§ **Source excerpt**:
[START]

Category Archives: perspective

Final 2011 post

Hey friends!

This will be my last post of the year. I leave in just a few hours for  a surprise overseas trip. AHHHHH!!

I have a feeling it is going to be magical.

I can’ t wait to post when I get back and tell you about all the wonderful little adventures that happened.

I am BEYOND thankful for this year. It has been the hardest yet most amazing year of my life. I am not the same person that I was last December and for that I am grateful. The Lord has stripped my life of the things I thought I needed and has given me HIM in its place and there is where I have found my joy & contentment. I have felt more rejection, failure, sorrow & loneliness in this year and at the same time, I have also experienced the deepest love, understood redemption a bit and have witnessed  the most crazy provision:

~I was completely out of toilet paper, prayed, and a random person showed up with a a pack of toilet paper

~I had no gas in my car, and no money to buy gas, and a friend told me to meet her at the gas station so she could fill up my tank

~On a day where I didn’t have money to buy lunch nor food in my fridge to bring, a co-worker just happened to bring extra food for me

~My rent was paid, for 8 months straight, by someone different each month

~I went to Disney World, for FREE!

[END]

§ **Provided data**:

[START]

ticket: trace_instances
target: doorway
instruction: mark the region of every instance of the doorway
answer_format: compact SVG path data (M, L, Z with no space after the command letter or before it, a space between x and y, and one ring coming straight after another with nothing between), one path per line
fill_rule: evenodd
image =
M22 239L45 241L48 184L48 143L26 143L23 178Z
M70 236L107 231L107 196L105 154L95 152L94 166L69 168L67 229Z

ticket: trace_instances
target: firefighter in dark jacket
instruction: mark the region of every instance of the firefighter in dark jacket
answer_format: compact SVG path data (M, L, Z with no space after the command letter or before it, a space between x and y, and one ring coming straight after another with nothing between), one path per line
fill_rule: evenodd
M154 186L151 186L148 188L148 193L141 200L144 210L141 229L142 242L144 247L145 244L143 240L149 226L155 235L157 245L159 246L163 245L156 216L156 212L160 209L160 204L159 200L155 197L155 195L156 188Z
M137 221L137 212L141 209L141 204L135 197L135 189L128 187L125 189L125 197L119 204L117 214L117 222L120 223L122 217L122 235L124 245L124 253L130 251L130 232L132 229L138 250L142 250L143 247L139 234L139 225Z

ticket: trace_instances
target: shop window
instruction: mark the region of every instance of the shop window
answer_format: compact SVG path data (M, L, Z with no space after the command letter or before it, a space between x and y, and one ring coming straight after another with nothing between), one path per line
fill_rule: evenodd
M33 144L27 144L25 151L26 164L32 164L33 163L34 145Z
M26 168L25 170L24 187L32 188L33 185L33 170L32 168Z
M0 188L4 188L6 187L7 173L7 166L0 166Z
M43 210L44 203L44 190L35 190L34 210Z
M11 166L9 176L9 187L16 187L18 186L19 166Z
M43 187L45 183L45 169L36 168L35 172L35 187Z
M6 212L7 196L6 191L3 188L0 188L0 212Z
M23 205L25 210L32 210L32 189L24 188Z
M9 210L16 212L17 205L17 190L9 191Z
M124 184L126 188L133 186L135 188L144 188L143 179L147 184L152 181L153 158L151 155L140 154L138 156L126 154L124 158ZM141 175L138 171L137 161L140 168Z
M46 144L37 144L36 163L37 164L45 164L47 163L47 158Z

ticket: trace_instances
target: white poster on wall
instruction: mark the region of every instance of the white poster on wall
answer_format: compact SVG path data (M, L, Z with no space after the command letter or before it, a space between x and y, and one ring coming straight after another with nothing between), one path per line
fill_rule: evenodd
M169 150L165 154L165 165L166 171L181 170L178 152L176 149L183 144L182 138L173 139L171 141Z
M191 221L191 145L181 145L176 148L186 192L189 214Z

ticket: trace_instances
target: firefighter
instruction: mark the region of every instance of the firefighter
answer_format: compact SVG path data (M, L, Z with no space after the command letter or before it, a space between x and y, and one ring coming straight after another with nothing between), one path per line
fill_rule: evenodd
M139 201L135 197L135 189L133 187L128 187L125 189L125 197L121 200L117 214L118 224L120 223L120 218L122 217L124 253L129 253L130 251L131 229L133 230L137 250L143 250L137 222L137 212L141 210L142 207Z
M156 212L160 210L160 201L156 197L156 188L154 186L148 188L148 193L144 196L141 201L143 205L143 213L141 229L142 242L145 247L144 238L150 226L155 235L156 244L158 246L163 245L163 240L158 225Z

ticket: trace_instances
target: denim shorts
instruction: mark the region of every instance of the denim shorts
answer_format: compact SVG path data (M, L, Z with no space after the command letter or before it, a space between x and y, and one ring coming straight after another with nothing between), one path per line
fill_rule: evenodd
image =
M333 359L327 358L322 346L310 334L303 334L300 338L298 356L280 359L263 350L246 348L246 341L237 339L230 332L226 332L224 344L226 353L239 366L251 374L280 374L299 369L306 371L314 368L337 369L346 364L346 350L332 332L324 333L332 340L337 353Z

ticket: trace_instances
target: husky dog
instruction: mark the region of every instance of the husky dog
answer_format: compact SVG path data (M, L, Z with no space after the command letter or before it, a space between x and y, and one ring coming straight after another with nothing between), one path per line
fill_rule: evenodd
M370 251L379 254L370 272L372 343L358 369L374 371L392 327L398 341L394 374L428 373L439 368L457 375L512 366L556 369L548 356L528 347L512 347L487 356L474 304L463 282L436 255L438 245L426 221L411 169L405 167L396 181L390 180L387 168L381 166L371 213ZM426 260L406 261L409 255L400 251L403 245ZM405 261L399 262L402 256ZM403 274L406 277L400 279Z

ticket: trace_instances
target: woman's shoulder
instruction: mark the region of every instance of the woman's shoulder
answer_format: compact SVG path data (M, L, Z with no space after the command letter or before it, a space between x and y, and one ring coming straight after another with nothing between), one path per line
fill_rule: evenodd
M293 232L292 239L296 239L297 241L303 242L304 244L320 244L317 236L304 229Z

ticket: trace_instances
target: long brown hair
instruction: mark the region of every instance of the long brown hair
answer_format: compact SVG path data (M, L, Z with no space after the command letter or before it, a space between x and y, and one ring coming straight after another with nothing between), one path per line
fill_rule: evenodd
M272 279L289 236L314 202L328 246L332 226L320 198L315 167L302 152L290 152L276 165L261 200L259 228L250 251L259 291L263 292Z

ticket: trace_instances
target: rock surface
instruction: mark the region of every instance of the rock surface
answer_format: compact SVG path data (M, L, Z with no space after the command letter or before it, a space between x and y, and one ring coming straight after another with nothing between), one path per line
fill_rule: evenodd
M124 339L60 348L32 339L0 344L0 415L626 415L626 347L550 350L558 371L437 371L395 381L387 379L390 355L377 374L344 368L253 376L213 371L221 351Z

[END]

§ **Stated problem 1**: In the records, reproduce verbatim the part that opens at the start of the records and closes with the line containing "M70 236L107 231L107", including both ends.
§ **Stated problem 2**: Continue the year-end blog post from its final sentence onward.

§ **Task answer 1**:
ticket: trace_instances
target: doorway
instruction: mark the region of every instance of the doorway
answer_format: compact SVG path data (M, L, Z with no space after the command letter or before it, a space between x and y, and one ring coming straight after another with nothing between), one path per line
fill_rule: evenodd
image =
M22 239L45 241L48 184L48 143L26 143L23 178Z
M70 236L107 231L107 196L105 154L95 152L94 166L69 168L67 229Z

§ **Task answer 2**:
~Not to mention that someone brought Bailey and I into their home…RENT FREE!

This is just a tiny little bit of the things the Lord has done. I can honestly take ZERO credit for any of this. The Lord is crazy & awesome and up to so much good for our lives. Sometime though, we have to go through some deep painful things so that we will learn to trust in the Lord & become fully dependent on Him. Let me be the first to tell you that it is not fun or easy. Not knowing where you will be living, how your baby will get fed or what on earth the Lord has for your next page is not fun. I think that is why so many people stay in their safe little stories even if they hate the story they are in. At least there is something familiar & comfortable about it, but when I read the Bible, I have yet to read where people who follow Jesus lead safe comfortable lives. Is that in your Bible?

My prayer for 2012 is that we would be willing to abandon the safe little story that we have held onto in our minds. That we would allow the Lord to write us a story that people would want to read. A story of adventure & faith & trust. That we would no longer desire the petty things of this world but that we would be desperate for the Father & His mighty Word. In this next year, decide to give it up. Allow the Lord to just rock your world and take your story to a place that you would never expect.

I can’t wait to tell you all about my trip. I will be back after the first of the year.

I am jumping into a new story and am excited to see what the first few pages have!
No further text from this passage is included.